* [Written instruction]
Rewrite the stretch from the line containing "Exercise. Mark every instance of the black smartphone" through the line containing "[(901, 335)]", replacing "wall-mounted speaker" with "ceiling speaker" and leaving everything else unchanged.

* [Extracted material]
--------------------------------------------------

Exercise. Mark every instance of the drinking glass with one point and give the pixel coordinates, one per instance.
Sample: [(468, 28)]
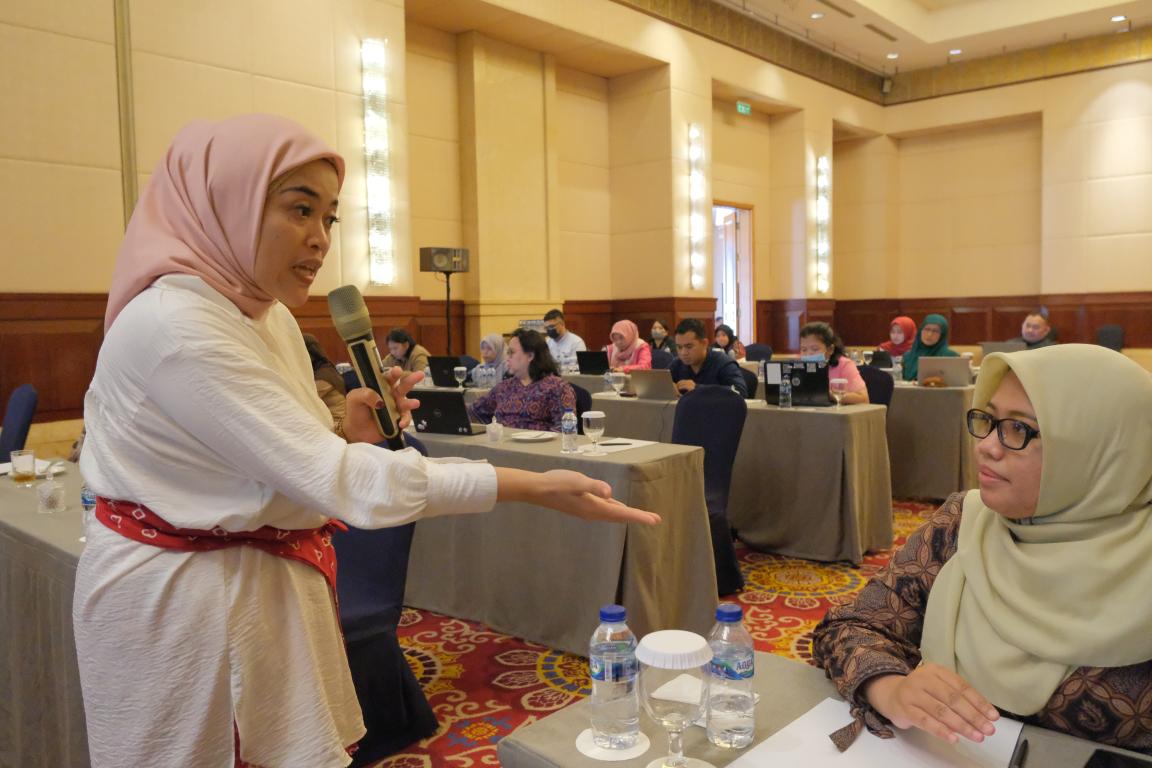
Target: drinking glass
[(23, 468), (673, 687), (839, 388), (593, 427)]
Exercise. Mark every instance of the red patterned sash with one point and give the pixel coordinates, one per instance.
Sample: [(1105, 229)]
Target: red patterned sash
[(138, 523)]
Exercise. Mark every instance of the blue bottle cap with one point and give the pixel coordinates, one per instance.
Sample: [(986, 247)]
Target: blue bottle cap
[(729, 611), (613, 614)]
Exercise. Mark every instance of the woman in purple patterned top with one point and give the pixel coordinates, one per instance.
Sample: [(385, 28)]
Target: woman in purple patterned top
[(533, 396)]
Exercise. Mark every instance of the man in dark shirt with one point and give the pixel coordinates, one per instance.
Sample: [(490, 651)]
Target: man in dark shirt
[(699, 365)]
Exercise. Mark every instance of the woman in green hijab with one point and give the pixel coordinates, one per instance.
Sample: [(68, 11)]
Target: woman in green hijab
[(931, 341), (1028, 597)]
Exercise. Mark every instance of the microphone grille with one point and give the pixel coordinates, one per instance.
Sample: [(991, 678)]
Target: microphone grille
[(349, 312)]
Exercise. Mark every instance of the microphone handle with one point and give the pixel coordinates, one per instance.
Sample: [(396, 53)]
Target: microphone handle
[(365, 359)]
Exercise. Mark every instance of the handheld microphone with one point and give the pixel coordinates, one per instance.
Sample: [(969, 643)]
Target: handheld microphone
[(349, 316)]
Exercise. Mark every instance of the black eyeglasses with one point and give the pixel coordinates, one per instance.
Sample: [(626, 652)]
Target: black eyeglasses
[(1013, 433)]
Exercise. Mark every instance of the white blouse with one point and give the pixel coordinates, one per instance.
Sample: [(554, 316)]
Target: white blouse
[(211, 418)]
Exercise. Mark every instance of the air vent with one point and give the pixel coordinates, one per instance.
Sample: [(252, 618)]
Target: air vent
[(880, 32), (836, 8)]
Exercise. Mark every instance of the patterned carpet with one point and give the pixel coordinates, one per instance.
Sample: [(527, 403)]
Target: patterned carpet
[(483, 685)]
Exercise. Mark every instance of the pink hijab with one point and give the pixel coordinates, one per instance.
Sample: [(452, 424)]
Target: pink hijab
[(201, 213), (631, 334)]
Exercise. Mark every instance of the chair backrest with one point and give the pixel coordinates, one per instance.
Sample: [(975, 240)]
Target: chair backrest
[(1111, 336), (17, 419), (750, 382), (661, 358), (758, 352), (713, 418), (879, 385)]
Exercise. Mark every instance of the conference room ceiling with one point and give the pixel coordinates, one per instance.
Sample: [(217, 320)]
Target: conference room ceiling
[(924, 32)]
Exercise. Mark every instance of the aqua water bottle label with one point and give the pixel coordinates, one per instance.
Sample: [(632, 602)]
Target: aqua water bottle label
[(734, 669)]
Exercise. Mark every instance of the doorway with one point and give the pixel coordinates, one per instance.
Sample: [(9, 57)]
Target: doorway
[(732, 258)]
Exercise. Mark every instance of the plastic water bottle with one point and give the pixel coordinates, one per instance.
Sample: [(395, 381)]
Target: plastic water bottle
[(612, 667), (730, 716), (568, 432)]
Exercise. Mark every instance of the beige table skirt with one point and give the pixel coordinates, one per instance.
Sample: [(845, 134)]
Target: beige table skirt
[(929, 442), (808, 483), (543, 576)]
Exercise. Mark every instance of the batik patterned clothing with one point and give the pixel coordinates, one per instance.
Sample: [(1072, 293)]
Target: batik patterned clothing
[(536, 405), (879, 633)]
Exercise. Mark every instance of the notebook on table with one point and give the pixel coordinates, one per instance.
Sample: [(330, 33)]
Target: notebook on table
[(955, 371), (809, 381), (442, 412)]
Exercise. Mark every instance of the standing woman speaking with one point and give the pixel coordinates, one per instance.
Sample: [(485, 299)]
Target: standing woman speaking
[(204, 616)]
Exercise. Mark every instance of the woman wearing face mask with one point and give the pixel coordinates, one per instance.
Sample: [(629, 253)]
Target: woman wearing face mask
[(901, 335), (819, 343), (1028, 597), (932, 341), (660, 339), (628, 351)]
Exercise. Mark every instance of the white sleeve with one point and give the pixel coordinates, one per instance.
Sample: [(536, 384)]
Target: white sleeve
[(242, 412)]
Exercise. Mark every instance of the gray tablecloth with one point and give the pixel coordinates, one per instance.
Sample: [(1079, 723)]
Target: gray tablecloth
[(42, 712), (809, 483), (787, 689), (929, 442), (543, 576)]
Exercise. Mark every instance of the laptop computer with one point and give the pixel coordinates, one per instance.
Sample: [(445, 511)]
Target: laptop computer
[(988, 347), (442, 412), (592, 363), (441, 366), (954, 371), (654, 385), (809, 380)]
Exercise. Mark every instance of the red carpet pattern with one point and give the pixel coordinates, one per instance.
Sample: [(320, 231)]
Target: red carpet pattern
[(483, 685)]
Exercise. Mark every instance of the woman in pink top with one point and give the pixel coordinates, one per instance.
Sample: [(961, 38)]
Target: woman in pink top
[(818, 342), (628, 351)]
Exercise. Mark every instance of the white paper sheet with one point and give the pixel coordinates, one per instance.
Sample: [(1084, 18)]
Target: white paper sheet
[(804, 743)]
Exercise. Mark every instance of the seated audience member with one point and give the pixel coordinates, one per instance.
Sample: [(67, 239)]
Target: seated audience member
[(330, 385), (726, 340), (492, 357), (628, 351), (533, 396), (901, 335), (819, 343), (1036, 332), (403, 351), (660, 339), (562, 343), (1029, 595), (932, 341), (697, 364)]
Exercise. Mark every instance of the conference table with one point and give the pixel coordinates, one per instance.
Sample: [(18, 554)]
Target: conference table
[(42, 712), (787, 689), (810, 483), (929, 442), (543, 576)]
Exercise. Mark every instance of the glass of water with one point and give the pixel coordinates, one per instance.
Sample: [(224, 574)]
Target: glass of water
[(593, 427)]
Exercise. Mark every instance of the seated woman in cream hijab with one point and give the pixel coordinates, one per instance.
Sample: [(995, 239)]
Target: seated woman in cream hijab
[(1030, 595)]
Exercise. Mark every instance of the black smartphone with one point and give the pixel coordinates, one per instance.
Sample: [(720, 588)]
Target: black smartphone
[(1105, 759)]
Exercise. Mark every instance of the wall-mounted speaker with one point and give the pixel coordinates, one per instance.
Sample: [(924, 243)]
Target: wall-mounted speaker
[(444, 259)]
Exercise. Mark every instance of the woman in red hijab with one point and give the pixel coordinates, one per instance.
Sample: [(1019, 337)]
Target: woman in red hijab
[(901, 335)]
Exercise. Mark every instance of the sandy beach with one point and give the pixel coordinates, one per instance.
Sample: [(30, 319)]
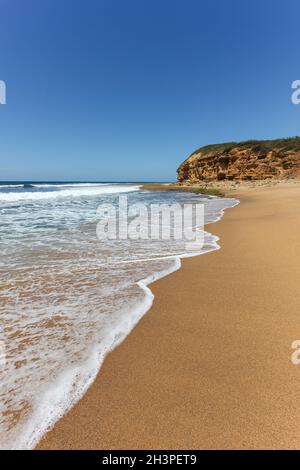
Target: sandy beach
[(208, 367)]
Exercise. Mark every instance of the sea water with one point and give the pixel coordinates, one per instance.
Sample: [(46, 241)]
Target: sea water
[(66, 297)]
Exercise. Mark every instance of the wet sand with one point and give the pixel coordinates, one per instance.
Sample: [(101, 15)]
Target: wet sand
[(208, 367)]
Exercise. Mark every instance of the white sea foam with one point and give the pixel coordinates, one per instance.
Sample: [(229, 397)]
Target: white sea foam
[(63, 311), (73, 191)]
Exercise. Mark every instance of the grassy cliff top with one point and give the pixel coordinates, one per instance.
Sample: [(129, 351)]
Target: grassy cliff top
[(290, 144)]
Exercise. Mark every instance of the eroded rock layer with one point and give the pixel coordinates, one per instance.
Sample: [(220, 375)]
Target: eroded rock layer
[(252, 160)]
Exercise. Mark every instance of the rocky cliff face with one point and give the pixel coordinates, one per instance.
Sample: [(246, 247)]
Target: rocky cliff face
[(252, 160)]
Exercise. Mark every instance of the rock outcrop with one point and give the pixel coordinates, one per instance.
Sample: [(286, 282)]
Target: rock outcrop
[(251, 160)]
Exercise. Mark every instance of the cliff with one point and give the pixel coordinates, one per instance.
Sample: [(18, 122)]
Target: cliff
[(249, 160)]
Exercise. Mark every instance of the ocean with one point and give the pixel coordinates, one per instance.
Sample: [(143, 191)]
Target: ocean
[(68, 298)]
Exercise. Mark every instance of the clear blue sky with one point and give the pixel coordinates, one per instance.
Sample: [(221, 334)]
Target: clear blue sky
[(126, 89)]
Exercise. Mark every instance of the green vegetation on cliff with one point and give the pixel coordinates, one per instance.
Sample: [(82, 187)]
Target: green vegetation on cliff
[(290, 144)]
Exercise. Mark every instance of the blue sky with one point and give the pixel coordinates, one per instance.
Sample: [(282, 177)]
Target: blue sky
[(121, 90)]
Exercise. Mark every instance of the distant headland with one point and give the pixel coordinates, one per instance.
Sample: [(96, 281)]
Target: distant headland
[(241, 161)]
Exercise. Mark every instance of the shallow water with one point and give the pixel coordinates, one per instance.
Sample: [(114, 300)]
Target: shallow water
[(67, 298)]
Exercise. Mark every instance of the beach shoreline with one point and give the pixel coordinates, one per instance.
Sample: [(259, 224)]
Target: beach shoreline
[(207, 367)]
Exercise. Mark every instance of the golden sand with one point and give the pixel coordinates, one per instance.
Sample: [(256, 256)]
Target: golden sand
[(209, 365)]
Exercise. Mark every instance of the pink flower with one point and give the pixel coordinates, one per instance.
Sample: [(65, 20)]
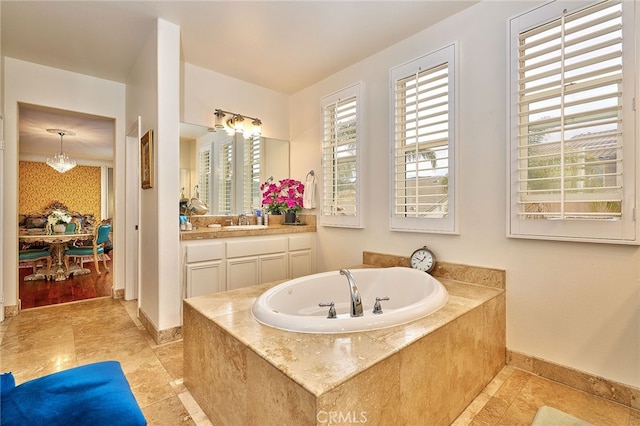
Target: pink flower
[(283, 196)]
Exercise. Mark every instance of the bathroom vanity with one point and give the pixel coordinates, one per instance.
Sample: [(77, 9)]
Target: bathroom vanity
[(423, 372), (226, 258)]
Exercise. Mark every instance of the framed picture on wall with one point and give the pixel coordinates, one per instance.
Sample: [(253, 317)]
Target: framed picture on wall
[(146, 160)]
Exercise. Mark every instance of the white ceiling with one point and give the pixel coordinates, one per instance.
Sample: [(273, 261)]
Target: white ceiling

--------------------------------------------------

* [Output for this exercise]
Exercise. Mark every instance of the black smartphone with one point and give the pixel coordinates, one per instance.
Sample: [(720, 588)]
Target: black smartphone
[(1105, 759)]
Exercise. Mark every instance of the ceiling speaker with one point and give the pixel coordinates, one per instance.
Sample: [(924, 243)]
Target: ceiling speaker
[(444, 259)]
Exercise. Mark every instance of the woman in red hijab with one point and give the pixel coordinates, one per instance.
Sample: [(1019, 337)]
Target: woman in red hijab
[(901, 335)]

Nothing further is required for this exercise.